- **Records for the exercise**:

START

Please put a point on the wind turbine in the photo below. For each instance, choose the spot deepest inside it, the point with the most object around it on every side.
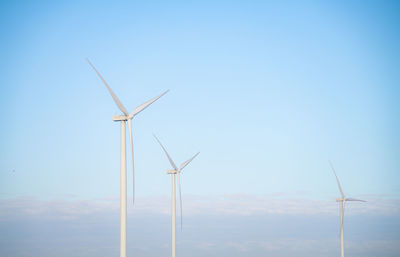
(123, 118)
(342, 202)
(176, 171)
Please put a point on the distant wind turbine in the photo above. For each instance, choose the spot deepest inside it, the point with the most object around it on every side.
(342, 202)
(123, 118)
(176, 171)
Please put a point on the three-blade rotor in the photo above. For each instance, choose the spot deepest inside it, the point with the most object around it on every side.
(340, 188)
(177, 170)
(128, 116)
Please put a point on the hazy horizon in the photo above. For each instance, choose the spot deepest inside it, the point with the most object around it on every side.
(268, 92)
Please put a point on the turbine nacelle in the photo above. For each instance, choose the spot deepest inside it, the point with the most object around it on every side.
(172, 172)
(120, 117)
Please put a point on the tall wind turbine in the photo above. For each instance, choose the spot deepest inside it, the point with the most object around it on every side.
(176, 171)
(123, 118)
(342, 202)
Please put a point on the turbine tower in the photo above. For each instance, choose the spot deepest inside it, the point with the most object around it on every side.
(176, 171)
(123, 118)
(342, 202)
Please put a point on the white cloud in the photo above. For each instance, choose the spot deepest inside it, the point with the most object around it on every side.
(237, 204)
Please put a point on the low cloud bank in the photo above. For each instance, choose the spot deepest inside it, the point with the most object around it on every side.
(226, 225)
(239, 204)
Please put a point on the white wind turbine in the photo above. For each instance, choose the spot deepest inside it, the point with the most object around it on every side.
(342, 202)
(176, 171)
(123, 118)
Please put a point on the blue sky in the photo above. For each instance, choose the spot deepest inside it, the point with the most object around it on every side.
(268, 92)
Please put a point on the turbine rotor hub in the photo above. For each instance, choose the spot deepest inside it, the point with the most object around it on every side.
(120, 118)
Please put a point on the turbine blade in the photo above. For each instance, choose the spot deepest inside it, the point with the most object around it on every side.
(187, 162)
(180, 197)
(146, 104)
(169, 158)
(133, 163)
(337, 180)
(354, 199)
(116, 100)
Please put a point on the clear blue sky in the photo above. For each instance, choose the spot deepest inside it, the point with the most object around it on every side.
(268, 92)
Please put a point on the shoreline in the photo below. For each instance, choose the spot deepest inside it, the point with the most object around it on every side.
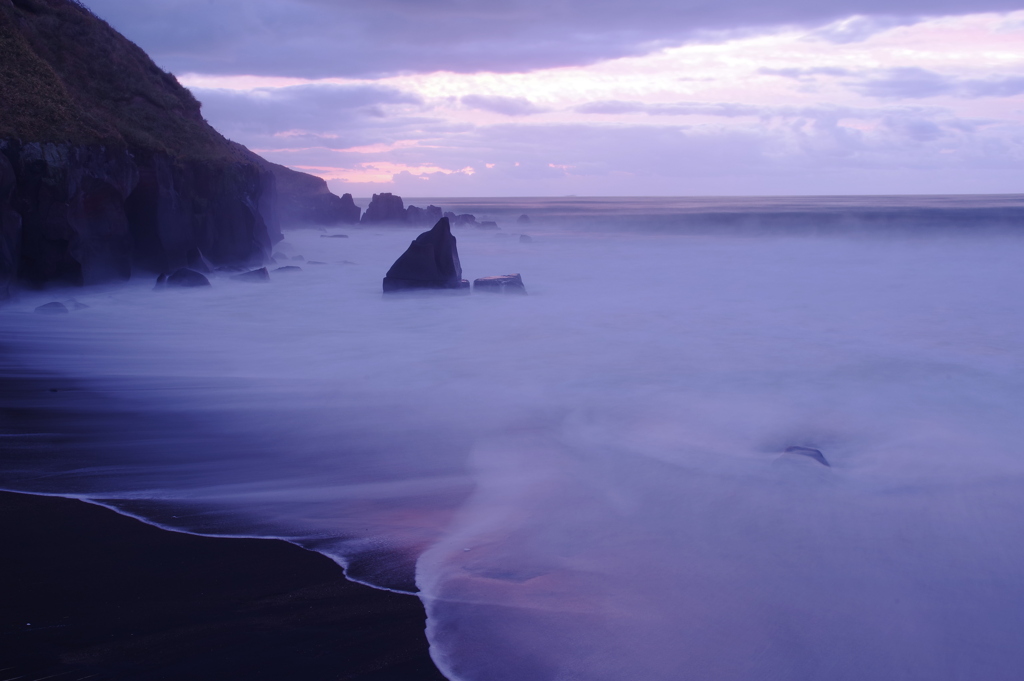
(90, 593)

END

- **To do**: Leave the pictures out, and print every line of the listing exactly as written.

- **Solution for this problem**:
Please put a point on the wind turbine in the photo below. For each instance, choose the spot deepest inside it, the point with the most object around it on every side.
(123, 118)
(342, 202)
(176, 171)
Please put a point on the distant wind turbine in the photo above. For each instance, choose the spot deepest inside it, the point with the most object around it on every side.
(342, 202)
(123, 118)
(176, 171)
Please put a point on the three-blade rotor in the photo above. For each instance, choose the spot deepest inside it, the point with the most object around it on every side.
(340, 188)
(177, 170)
(128, 116)
Please put a point on the hazy horizon in the photo above. For each instance, choose the spot deepest inside it, the point with the most object around it on every side.
(268, 92)
Please put a point on the turbine nacelle in the photo above. For each instance, choose the spot deepest inside it, the point with the most object around it on every side.
(172, 172)
(120, 117)
Please put a point on the tall wind turbine in the photo above. For each instance, choose the spot deepest inside it, the point with the most object around it on every side.
(176, 171)
(123, 118)
(342, 202)
Please put a point on the turbine tower in the photo above. For each instance, choose the spot deepest inside it, the point with the most object around it on every side.
(176, 171)
(123, 118)
(342, 202)
Please put a point on the white cloud in the photo above. For each instance, choose the spot deepest inside it, the point with the most object around it on every side.
(237, 204)
Please put a point on the low cloud bank in the photo above. For each instance, choose the spot deepest inside it, the point with the most object around it on every side.
(226, 225)
(239, 204)
Please put a point on the white wind turbine in the photo above. For each instance, choose the spot deepest inside it, the point with the most object around it on every side.
(342, 202)
(176, 171)
(123, 118)
Please put a point on the blue sky in the photo above. For each instance, choose the spot deepest inside it, the point with the most object around it on every side.
(268, 92)
Please put a point on the turbine rotor hub in the photo above. For each instance, choose the spot deepest inside it, the point with the most object around it on every side.
(120, 118)
Please put a point on the turbine blade in the photo above. For each instance, choose the spot deepest inside it, the point with the most object around it on every side.
(187, 162)
(180, 197)
(146, 104)
(169, 158)
(133, 163)
(337, 180)
(354, 199)
(116, 100)
Please put a point on the clear blue sky in the photo above. For each instance, choose the spot deepest inside it, the point with the most object around it on every side.
(268, 92)
Please put a point on the shoreline in the photo below. For each instance, choose the spot deepest inside it, the point with the most object around it on every side.
(90, 593)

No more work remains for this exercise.